• [Exercise requirements]
Wherever a line of the records contains "braided", copy that line.

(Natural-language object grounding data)
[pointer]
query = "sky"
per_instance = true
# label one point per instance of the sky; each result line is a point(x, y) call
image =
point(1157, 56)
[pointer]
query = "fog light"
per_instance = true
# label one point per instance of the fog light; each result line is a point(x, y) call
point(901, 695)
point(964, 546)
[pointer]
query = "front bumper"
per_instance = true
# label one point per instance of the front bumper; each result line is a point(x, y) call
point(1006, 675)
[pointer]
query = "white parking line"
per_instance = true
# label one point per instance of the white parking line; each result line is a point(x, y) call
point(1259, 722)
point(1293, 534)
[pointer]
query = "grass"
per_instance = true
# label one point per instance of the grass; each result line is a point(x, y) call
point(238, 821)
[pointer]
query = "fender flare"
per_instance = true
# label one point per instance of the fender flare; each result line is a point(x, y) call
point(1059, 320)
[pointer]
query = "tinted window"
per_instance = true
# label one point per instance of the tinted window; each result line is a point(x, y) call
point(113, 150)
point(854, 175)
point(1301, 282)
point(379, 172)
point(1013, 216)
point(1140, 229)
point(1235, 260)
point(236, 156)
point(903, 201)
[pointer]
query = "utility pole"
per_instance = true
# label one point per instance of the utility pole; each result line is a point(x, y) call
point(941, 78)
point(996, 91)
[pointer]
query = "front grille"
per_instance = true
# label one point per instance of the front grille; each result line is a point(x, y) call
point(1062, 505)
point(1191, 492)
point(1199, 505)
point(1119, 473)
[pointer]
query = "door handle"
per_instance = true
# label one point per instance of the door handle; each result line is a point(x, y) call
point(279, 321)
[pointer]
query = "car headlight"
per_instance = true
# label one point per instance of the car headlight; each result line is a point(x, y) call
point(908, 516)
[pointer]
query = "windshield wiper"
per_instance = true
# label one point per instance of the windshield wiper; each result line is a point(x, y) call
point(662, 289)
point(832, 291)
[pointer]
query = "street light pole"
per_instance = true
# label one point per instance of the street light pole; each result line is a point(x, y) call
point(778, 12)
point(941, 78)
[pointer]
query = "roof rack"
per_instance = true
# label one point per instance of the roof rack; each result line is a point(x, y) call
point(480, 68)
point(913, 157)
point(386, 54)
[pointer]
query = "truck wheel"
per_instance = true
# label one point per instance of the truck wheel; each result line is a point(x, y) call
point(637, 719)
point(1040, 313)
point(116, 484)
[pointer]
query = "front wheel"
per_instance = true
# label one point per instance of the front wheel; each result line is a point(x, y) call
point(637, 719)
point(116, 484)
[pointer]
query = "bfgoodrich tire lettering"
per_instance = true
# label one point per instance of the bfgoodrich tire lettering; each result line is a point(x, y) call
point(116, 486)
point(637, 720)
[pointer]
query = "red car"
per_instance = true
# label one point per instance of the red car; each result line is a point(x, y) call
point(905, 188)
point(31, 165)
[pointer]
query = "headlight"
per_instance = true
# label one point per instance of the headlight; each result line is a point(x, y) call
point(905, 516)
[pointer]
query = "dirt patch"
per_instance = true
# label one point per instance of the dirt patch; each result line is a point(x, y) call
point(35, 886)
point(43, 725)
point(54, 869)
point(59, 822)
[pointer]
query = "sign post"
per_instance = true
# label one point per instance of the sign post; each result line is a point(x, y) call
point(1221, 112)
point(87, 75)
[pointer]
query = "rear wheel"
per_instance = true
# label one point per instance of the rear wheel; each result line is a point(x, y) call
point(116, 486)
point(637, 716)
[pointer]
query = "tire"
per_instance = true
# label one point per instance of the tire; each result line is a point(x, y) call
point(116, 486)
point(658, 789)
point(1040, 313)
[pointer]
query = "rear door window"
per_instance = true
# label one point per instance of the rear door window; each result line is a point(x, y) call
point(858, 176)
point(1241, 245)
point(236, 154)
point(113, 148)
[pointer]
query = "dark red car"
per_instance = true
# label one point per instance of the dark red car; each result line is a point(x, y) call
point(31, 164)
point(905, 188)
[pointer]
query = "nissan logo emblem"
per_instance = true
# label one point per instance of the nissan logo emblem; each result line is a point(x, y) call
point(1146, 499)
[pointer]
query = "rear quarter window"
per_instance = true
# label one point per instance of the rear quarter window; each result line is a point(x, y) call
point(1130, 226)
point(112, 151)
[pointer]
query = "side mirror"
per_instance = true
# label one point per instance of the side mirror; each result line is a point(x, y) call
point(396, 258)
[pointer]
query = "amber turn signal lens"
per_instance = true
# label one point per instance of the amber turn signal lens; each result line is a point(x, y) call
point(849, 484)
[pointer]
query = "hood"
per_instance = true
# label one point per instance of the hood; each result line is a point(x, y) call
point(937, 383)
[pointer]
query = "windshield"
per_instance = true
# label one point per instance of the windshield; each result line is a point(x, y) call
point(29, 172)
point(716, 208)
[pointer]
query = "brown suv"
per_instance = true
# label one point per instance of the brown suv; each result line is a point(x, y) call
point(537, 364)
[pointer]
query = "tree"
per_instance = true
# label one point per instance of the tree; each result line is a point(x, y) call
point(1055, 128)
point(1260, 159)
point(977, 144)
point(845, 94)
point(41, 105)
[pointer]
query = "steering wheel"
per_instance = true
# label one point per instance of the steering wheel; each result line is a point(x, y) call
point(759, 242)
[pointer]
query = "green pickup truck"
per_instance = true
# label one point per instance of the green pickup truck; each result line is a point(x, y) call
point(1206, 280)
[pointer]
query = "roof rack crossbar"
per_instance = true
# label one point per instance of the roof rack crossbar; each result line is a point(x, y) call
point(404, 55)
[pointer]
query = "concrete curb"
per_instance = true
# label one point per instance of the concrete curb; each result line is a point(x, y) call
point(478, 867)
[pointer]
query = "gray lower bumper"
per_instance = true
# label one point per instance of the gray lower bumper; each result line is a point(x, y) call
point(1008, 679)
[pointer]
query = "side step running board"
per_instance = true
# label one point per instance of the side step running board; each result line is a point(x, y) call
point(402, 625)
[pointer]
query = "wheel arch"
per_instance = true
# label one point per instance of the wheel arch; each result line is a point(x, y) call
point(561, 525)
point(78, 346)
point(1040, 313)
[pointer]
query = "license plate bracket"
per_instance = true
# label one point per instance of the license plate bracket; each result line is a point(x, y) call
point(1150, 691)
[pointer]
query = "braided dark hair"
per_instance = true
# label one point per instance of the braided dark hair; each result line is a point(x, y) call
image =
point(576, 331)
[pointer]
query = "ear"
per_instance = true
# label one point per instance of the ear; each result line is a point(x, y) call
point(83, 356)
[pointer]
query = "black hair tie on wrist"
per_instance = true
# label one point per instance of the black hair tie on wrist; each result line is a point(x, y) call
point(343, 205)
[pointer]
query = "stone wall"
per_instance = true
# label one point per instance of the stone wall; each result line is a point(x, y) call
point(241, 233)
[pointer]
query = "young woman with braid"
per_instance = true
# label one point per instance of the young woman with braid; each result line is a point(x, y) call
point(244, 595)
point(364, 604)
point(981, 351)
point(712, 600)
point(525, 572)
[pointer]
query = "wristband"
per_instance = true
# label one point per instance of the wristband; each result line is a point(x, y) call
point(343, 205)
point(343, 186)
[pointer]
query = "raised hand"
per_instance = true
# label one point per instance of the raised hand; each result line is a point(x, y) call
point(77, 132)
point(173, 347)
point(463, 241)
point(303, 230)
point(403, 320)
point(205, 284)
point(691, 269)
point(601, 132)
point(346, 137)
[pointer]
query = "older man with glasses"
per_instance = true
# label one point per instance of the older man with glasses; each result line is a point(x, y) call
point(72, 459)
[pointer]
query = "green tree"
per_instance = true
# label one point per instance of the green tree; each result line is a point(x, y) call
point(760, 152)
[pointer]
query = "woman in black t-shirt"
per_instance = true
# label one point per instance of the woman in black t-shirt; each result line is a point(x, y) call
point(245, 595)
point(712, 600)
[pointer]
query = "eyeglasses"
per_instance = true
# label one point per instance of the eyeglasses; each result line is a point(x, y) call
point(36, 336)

• [Completed task]
query = "braided dark hair"
# label one point per instance of the braided dark hair; each result line is a point(x, y) call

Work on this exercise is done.